TEXT TO READ -

# # #

Re: Performance Issues with count()

From: "S Grannis" <sjg(at)email(dot)com>
To: pgsql-general(at)postgresql(dot)org
Subject: Re: Performance Issues with count()
Date: 2002-04-25 18:54:40
Message-ID: 20020425185441.10228.qmail@email.com
Views: Raw Message | Whole Thread | Download mbox | Resend email
Thread:
Lists: pgsql-admin pgsql-general

Thanks for all of the useful comments.

Per recommendation, I set enable_seqscan=0 and re-ran the query. The time to count() yb went from 2 hours 26 minutes to 2 hours 17 minutes. That variation of 9 minutes is likely related to the load on the machine at the time.

Others have suggested the "fix" is in the future.

Stephan Szabo wrote:
"I didn't see anything about your settings in postgresql.conf,
but increasing the sort_mem parameter may help that really
expensive sort step. I think the desired fix for this would
probably be the TODO entry on hash based aggregates but that's
still in the future..."

The "non-default" postgresql.conf settings are as follows:

shared_buffers = 240000 # uses ~2GB of shared mem
sort_mem = 512
wal_files = 64
enable_seqscan = 0 # per a recommendation
enable_indexscan = true
enable_tidscan = true
enable_sort = true
enable_nestloop = true
enable_mergejoin = true
enable_hashjoin = true

I think our work-around for now will be to SELECT the column we wish to analyze into a flat file and then run a Perl script to do the actual counting.

Thanks again for the feedback,

Shaun Grannis

----- Original Message -----
From: Michael Loftis <mloftis(at)wgops(dot)com>
Date: Wed, 24 Apr 2002 10:14:04 -0700
To: asdf asdasfa <sjg(at)email(dot)com>
Subject: Re: [GENERAL] Performance Issues with count()

> Can you humour me and
> set enable_seqscan=0
> And retry the query?
>
> Thanks :)
>
> S Grannis wrote:
>
> > Hi,
> >
> > I've found some performance issues with Postgres that
> > I'm hoping people on this list can help resolve. We're
> > working with a 65 million record table that includes year
> > of birth (data type INT). To count the frequency of dates
> > in the table, it takes 2 hours 26 minutes to execute.
> > (There's an approximately 100-year range of dates in the
> > 65 million records).

# # #

ACTIONS TO TAKE -
1. In the count() post, how long did the query to count yb take after enable_seqscan was set to 0?
2. Reproduce the part of the count() post that begins at the words "Per recommendation, I" and stops after "at the time.".
The items that come next are separate material with no connection to the count() post.

# # #

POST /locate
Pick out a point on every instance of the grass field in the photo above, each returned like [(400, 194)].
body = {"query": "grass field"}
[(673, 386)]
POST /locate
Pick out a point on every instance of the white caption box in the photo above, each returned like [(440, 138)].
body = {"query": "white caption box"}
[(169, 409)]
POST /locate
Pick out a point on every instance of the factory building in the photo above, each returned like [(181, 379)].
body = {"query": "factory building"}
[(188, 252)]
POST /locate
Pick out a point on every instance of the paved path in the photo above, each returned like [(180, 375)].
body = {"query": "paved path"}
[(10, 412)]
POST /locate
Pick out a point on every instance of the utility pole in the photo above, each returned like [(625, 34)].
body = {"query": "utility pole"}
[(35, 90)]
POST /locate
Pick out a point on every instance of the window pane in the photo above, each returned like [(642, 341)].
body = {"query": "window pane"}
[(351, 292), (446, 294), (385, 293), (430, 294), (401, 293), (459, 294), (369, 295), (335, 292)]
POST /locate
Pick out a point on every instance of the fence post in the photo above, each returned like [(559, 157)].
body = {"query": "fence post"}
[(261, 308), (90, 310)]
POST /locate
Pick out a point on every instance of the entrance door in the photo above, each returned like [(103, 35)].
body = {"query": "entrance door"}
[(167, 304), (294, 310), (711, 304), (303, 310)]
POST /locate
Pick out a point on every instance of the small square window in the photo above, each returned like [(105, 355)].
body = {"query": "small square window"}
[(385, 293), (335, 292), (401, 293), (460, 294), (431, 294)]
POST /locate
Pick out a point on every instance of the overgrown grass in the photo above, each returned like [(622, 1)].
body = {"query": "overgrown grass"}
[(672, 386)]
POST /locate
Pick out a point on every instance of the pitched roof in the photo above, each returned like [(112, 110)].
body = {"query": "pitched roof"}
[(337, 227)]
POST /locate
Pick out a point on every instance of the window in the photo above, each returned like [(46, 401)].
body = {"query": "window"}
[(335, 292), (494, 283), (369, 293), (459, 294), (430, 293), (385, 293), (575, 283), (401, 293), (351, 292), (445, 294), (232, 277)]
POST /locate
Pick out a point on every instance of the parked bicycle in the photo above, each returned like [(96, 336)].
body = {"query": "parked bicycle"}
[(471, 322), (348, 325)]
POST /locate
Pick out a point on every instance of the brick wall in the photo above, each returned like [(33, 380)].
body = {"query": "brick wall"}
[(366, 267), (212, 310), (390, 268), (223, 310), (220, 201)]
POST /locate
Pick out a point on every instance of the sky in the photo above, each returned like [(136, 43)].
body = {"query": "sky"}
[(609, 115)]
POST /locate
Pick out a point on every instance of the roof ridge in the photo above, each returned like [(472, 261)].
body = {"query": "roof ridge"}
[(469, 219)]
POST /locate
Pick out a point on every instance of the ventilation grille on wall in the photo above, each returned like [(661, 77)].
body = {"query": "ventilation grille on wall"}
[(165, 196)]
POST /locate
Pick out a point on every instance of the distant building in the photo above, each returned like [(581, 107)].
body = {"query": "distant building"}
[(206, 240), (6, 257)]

# # #

ANSWERS BY TASK -
1. 2 hours 17 minutes.

2.
Per recommendation, I set enable_seqscan=0 and re-ran the query. The time to count() yb went from 2 hours 26 minutes to 2 hours 17 minutes. That variation of 9 minutes is likely related to the load on the machine at the time.